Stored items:
════
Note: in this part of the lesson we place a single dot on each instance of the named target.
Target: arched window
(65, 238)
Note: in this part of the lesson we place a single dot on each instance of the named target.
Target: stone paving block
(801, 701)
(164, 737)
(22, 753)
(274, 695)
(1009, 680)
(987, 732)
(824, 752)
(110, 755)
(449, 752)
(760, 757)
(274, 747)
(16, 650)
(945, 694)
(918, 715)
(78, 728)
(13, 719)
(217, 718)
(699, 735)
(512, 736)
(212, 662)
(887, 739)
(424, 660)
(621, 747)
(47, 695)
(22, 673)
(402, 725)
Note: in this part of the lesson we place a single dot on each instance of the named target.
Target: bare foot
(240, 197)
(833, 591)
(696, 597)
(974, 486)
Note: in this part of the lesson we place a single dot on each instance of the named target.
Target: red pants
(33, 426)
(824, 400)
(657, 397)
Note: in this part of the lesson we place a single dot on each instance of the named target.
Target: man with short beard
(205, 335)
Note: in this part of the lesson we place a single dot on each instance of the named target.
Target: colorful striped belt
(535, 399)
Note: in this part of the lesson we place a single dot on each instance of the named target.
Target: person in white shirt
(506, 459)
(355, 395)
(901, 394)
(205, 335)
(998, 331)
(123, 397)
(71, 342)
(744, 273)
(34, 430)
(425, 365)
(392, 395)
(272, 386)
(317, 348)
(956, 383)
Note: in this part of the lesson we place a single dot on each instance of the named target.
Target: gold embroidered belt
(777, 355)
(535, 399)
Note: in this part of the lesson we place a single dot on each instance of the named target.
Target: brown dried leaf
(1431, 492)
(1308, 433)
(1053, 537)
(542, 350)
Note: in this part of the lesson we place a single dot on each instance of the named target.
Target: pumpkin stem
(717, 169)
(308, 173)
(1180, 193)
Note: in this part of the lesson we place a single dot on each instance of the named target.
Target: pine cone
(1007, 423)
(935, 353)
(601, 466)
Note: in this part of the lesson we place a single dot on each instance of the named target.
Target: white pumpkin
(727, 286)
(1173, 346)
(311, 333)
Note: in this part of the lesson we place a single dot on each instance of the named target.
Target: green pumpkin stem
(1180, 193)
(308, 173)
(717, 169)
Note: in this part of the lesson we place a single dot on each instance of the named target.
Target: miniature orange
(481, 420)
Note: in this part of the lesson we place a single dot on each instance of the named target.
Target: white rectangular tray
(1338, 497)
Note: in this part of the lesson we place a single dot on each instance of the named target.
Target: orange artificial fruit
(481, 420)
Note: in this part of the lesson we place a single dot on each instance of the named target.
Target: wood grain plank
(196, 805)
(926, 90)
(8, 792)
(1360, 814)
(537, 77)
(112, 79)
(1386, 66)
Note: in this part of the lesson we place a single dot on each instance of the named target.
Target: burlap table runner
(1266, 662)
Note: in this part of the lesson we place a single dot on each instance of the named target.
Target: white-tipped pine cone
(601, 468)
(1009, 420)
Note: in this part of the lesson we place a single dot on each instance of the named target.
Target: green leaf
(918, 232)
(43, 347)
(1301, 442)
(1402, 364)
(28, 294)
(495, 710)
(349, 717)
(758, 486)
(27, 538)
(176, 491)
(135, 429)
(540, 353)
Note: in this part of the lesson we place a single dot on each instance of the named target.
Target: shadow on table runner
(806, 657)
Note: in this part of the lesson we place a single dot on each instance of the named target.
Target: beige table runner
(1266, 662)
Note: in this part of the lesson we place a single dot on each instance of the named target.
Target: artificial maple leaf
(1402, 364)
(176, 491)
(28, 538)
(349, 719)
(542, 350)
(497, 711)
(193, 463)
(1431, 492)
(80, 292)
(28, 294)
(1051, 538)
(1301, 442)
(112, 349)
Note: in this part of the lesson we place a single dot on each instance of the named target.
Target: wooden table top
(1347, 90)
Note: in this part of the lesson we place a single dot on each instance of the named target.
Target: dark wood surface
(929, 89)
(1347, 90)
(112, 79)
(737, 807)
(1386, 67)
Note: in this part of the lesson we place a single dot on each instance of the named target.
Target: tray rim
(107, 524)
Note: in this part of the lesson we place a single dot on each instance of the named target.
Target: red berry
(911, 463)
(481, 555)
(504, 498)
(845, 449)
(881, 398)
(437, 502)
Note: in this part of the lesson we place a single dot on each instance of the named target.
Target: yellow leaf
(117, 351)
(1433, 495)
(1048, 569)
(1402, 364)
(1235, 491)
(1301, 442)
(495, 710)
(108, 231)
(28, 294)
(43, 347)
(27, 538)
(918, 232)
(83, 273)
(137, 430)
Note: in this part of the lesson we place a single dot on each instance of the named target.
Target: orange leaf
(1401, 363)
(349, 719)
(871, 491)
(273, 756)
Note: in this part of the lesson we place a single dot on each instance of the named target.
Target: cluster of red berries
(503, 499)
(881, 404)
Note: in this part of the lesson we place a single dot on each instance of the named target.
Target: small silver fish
════
The expected output is the lines from the one with "Target: red berry" through the end of the data, exactly as written and nothing more.

RESPONSE AREA:
Target: red berry
(911, 463)
(481, 555)
(504, 498)
(845, 449)
(881, 398)
(437, 502)
Note: in this part of the lesson we place a single dot on each instance of the named target.
Target: yellow leaf
(117, 351)
(1433, 495)
(1048, 569)
(1402, 364)
(1235, 491)
(1301, 442)
(495, 710)
(108, 231)
(28, 294)
(43, 347)
(27, 538)
(918, 232)
(83, 273)
(137, 430)
Note: in this part of the lesson we place a single dot on each instance of the named target.
Target: orange leaf
(1401, 363)
(349, 719)
(871, 491)
(273, 756)
Note: in this part of the lesson we place a single dot on each instance of the named target.
Target: cluster of red berries
(503, 499)
(881, 404)
Note: in this part of the lesson we place a single dot on each instance of the named target.
Target: small silver fish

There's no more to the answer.